[EXERCISE DIRECTIONS]
Pull out every line of the records that contains the string "light". Uppercase and lowercase letters must match.

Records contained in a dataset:
• • • •

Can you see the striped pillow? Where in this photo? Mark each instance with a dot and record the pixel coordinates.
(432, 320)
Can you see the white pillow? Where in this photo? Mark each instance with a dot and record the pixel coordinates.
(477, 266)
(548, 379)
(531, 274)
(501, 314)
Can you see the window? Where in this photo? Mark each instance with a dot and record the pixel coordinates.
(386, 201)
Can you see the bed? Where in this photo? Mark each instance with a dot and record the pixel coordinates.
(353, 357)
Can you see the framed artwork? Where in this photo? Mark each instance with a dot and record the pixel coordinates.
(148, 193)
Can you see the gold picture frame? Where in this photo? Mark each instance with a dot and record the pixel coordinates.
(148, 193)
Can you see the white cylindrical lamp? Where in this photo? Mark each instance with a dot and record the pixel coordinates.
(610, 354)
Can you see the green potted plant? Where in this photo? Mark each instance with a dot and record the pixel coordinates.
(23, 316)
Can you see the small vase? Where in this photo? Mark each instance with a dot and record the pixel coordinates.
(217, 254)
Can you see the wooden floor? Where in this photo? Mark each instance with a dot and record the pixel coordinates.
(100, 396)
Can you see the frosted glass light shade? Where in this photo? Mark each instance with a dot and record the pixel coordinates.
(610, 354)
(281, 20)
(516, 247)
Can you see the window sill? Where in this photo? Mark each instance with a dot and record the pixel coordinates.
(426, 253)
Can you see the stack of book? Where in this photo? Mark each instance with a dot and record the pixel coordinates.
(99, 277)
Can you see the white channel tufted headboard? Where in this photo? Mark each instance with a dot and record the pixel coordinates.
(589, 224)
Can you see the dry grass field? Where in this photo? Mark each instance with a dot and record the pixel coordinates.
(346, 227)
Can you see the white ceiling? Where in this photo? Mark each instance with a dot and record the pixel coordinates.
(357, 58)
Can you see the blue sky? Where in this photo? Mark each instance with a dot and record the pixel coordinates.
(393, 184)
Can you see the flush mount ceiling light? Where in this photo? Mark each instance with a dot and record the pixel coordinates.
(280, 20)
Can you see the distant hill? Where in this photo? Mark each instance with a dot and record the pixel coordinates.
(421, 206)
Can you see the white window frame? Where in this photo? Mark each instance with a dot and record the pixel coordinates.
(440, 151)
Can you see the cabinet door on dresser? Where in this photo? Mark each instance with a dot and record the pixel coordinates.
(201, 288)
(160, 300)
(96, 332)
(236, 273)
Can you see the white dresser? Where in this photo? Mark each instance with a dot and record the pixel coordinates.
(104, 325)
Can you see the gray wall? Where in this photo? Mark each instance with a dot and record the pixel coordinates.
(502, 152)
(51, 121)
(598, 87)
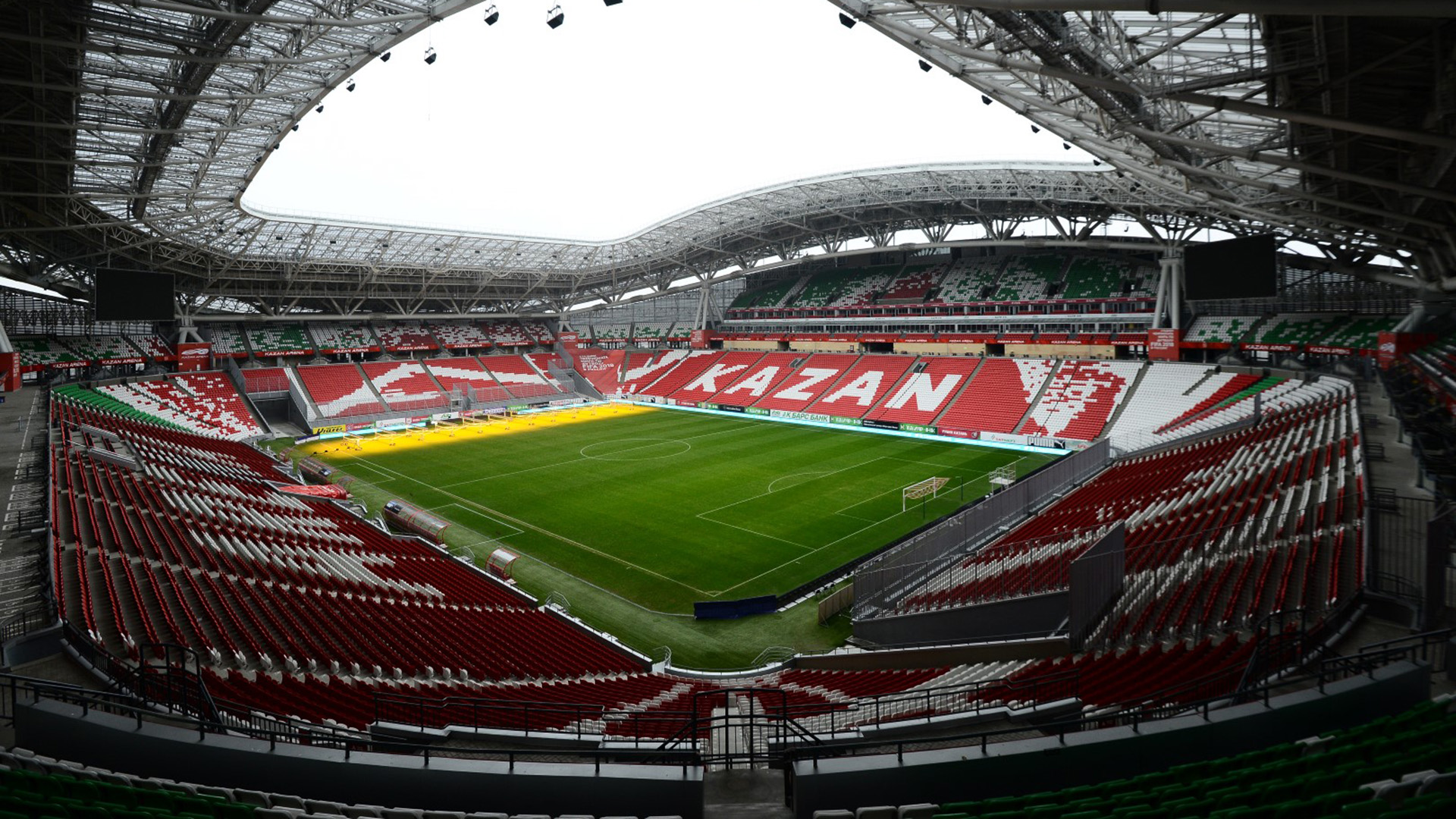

• • • •

[SOLVED PROBLEM]
Can you see the frosted glass light shade? Where in this photo? Mark each instance with a dot and record the pixel coordinates.
Can you see the flush mount ceiling light? Where in this photo? Mark each instance with a dot and record the pixel coordinates.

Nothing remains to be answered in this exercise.